§ STATED EXERCISE:
Determine how many lines in the listing below contain the string "bare", with case significant, and give only that number.

****

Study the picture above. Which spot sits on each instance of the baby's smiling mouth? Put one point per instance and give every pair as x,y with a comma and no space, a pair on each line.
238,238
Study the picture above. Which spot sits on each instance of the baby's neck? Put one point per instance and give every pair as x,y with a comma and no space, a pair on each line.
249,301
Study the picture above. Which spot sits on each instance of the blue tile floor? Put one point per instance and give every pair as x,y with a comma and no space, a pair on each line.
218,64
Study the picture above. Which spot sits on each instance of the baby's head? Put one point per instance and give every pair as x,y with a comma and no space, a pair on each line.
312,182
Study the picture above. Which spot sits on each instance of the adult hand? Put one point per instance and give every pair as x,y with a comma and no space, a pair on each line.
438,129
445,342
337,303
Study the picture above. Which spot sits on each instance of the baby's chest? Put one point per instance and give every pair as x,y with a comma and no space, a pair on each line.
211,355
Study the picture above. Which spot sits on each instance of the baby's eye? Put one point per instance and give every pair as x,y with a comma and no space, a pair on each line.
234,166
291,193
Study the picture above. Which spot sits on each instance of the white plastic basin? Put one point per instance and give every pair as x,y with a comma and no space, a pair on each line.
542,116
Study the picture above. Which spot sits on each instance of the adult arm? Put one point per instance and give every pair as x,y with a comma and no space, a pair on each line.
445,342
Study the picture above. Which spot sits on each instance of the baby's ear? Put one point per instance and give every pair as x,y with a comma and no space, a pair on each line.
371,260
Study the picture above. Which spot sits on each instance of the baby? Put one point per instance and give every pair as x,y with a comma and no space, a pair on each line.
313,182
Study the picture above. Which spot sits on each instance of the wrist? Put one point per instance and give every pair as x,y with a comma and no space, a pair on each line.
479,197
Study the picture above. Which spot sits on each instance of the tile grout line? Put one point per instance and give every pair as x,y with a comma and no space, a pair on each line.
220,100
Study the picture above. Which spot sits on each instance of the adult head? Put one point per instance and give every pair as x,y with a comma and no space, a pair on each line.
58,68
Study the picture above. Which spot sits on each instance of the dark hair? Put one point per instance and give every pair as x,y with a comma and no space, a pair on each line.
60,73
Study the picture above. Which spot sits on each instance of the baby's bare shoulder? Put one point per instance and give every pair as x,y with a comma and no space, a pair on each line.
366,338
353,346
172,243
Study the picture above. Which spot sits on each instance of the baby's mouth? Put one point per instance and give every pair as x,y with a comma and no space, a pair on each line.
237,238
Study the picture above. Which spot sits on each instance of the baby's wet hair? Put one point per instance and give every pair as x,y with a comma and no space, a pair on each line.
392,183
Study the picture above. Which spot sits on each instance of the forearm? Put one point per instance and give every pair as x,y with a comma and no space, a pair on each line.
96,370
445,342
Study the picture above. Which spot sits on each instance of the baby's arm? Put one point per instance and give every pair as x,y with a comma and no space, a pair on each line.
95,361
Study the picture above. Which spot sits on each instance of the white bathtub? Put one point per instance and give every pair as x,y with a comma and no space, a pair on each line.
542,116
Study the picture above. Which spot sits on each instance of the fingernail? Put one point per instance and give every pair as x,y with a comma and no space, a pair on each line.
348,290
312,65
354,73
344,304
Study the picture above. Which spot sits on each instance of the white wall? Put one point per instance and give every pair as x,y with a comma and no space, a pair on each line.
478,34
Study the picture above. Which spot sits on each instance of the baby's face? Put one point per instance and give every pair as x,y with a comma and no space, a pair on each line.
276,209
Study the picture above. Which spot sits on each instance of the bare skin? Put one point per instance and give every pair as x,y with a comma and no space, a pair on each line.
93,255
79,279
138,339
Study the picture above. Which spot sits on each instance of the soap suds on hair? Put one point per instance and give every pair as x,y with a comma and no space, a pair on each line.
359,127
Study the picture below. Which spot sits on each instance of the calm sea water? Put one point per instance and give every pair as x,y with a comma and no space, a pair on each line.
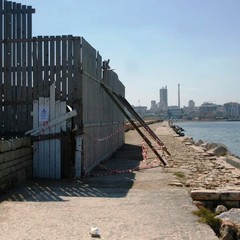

****

§ TASK SOLUTION:
2